The next part of the section explains how ITCs essentially function. The data structure is based on the fact that the clock which is used to measure causality or conflicts are based on keyspace regions.

On forking, the parent of the fork gives away part of its keyspace to the children that emerge out of the fork. An example is given below in Fig. 3 to illustrate this. Initially, the system starts with a single node and a keyspace of {1}. Then on forking, it generates two nodes with keyspaces in the range [0, 1/2) and [1/2, 1), which is depicted as {1, 0} and {0, 1}. Imagine a new node wants to join the system. Let’s assume it approaches the node with keyspace of range [0, 1/2). This node now gives a part of keyspace to the new node by forking. So the new children formed by the forks are depicted as {{1, 0}, 0}, {{0, 1}, 0}. Now let’s assume that a node wants to retire. Let this node be {{0, 1}, 1}. It needs to merge the events that it has observed till now with some node in the system. The mechanism by which events are tracked in the data structure is explained later. Now this node contacts a random node {0, 1} and merges to form {{0, 1}, 1}. This is explained in the figure given below.

» Set problem:
Pick up the passage on how ITCs fork and merge keyspaces, starting right after its final sentence.

» Extracted information:

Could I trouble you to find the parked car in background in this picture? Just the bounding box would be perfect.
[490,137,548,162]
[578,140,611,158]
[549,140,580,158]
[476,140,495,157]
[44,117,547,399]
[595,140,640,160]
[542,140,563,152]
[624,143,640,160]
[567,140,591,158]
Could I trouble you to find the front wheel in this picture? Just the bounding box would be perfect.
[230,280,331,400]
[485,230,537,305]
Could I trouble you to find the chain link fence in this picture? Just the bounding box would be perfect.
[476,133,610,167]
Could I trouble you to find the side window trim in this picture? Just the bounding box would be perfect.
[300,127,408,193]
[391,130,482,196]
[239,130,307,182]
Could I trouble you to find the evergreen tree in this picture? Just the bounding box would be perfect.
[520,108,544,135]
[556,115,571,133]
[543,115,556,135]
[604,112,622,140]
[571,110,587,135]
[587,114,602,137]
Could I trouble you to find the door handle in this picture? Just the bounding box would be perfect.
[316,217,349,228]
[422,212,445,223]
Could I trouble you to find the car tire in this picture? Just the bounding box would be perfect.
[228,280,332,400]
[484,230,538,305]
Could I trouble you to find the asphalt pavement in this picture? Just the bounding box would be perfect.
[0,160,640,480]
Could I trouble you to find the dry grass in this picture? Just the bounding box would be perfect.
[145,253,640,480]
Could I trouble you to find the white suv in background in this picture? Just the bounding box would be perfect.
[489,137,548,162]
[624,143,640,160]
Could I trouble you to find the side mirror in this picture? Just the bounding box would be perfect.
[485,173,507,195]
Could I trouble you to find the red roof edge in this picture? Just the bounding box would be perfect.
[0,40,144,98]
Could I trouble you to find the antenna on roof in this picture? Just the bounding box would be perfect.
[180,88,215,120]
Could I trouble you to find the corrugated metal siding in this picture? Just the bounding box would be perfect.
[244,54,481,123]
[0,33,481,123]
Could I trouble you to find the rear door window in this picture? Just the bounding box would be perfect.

» Exercise response:
Fig. 3: Keyspaces in ITC

Fig. 3: Keyspaces in ITC

With this method of keyspace generation, we can assure that generation, termination and recycling of identifiers for nodes can happen without causing identity conflicts. Once the identifiers are allocated, event tracking should be taken care. We need to understand that any event that occurs can only be added to the current id of the node. As long as the subset of the id is not null, the event can inflate itself into a subspace. A simple example of how ITC functions is as follows.

Fig. 4: An example of ITC

Fig. 4: An example of ITC

  1. Initially the root node forks into two nodes. The top node is represented by {1, 0} and the bottom one as {0, 1}.

  2. Events occur in both nodes, {1, 0} and {0, 1}. Hence we see a light grey box placed over the line. The dark grey box represents the keyspace range for a given node and light grey represents the events. Remember that events can only be inflated within any subset of the node’s keyspace.

  3. The node {1, 0} forks and becomes {{1, 0}, 0} and {{0, 1}, 0}. Notice how in node {{1, 0}, 0} event is added only within the key-range [0, 1/4).

  4. The nodes {{0, 1}, 0} and {0, 1} trigger a synchronise function. As discussed earlier, synchronise is a merge of join and fork. Join merges the keyspace and updates the events in both and they fork back and nodes get their respective keyspaces back. Notice how at the end of the sync operation, the events have merged using a union operation.

  5. Again the nodes perform join operations and an event occurs in the keyspace. The last node that is depicted in the image is an example of a normal form. Normal forms and merge conflicts are not discussed in this blog.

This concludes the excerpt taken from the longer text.